### WORK INSTRUCTIONS
The result should be an exact copy of the data, free of pictures.

◆ ◆ ◆ ◆ ◆ ◆ ◆

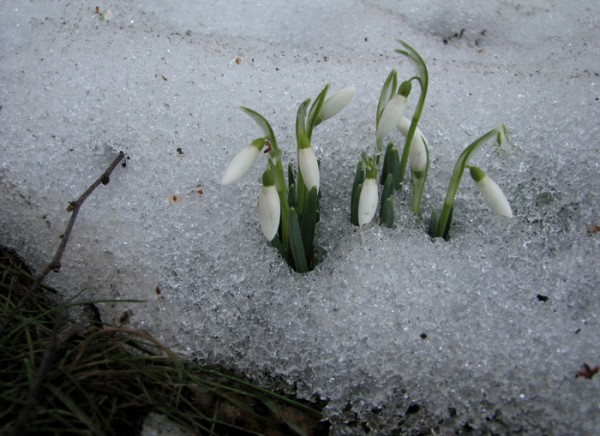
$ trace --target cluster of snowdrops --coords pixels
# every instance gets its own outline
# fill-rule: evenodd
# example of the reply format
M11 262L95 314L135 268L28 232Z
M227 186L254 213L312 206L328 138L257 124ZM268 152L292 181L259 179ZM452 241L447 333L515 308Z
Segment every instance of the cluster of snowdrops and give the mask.
M398 83L398 73L392 70L383 84L376 113L376 150L373 154L365 152L360 157L352 187L350 220L357 226L370 223L378 213L381 225L394 225L393 193L401 189L407 167L412 182L412 210L419 213L421 207L429 170L429 148L418 123L425 104L429 77L421 56L404 41L399 42L402 49L396 51L412 61L416 74ZM413 82L419 84L420 94L409 119L404 112ZM221 180L223 185L235 182L252 168L261 151L268 156L258 201L260 227L264 236L298 272L310 271L318 263L314 237L318 221L320 171L311 145L313 130L339 113L356 92L354 87L348 87L327 97L328 90L329 85L326 85L312 105L307 99L298 108L298 164L296 169L292 164L288 165L287 177L281 149L271 125L258 112L242 107L261 128L262 136L233 158ZM384 140L396 129L405 137L402 154L391 142L383 149ZM487 132L459 156L443 206L439 212L434 210L429 220L429 234L432 237L449 238L454 199L465 169L469 170L488 205L498 214L512 217L511 207L498 185L483 170L468 164L472 153L490 139L502 145L507 141L505 127L500 125ZM380 185L383 186L381 189Z

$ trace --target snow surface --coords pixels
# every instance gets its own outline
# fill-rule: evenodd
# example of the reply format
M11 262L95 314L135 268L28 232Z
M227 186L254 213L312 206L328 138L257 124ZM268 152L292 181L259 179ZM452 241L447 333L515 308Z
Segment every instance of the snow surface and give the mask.
M4 0L0 243L45 265L67 202L123 150L52 277L68 296L147 300L103 305L105 320L128 309L200 362L328 399L334 434L598 434L600 377L575 375L600 364L599 17L595 0ZM414 217L397 194L397 228L359 230L351 181L381 85L413 72L397 38L430 73L427 198ZM326 257L299 275L260 234L264 159L218 182L260 135L240 105L287 162L296 109L327 82L358 93L313 136ZM453 238L432 242L455 159L502 122L512 150L472 163L515 218L467 175Z

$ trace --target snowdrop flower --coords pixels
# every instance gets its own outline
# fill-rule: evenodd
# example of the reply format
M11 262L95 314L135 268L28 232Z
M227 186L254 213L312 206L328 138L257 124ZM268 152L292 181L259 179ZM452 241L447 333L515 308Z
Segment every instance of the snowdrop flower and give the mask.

◆ ◆ ◆ ◆ ◆ ◆ ◆

### RESULT FOR THIS EXERCISE
$ trace --target cluster of snowdrops --coords pixels
# every instance gets its own outline
# fill-rule: evenodd
# example of the reply format
M11 262L95 314L135 268L28 232Z
M227 186L254 213L312 206L328 138L257 124ZM268 152L292 181L259 179ZM452 241L447 333L515 308Z
Segment every instance of the cluster of snowdrops and give the mask.
M398 83L398 73L392 70L383 84L376 113L376 150L373 154L365 152L360 157L352 187L350 220L357 226L370 223L378 213L381 225L394 225L393 193L401 189L407 167L412 182L412 210L419 213L421 207L429 170L429 148L418 123L425 104L429 77L421 56L404 41L399 42L402 49L396 51L412 61L416 74ZM413 82L419 84L420 94L409 119L404 112ZM221 180L223 185L235 182L252 168L261 151L268 156L258 201L260 227L264 236L298 272L310 271L318 263L314 237L318 221L320 171L311 145L313 130L339 113L356 92L354 87L348 87L327 97L328 90L329 85L326 85L312 105L307 99L298 108L298 164L296 169L292 164L288 165L287 177L281 149L271 125L258 112L242 107L261 128L262 136L233 158ZM384 140L396 129L405 137L402 154L391 142L383 149ZM487 132L459 156L443 206L439 212L434 210L429 220L429 234L432 237L449 238L454 199L465 169L469 170L488 205L498 214L512 217L511 207L498 185L483 170L468 164L472 153L490 139L502 145L507 141L505 127L500 125ZM380 185L383 186L381 189Z

$ trace --target snow surface --coords pixels
# every instance gets its own outline
# fill-rule: evenodd
# example of the reply format
M11 262L95 314L135 268L28 232Z
M227 186L254 213L312 206L328 138L257 124ZM268 152L292 181L259 179ZM452 241L447 333L515 308Z
Segment every instance of the snow surface and give the mask.
M4 0L0 243L45 265L67 202L123 150L52 277L68 296L147 300L103 305L105 320L128 309L200 362L328 399L334 434L598 434L600 377L575 375L600 364L599 17L595 0ZM414 217L397 194L397 228L359 230L351 181L381 85L413 72L397 38L430 73L427 198ZM326 257L299 275L260 234L264 159L218 182L260 135L240 105L287 162L296 109L327 82L358 93L313 136ZM453 238L432 242L455 159L502 122L512 150L472 163L515 218L467 175Z

$ trace --target snowdrop flower --coords pixels
# every instance gets its own outline
# fill-rule: evenodd
# example of the reply format
M11 262L95 314L135 268L28 232Z
M227 186L254 213L312 206L328 138L257 124ZM268 152L292 181L259 179ZM452 241L447 333L515 308Z
Segment every instance of the snowdrop flower and give the mask.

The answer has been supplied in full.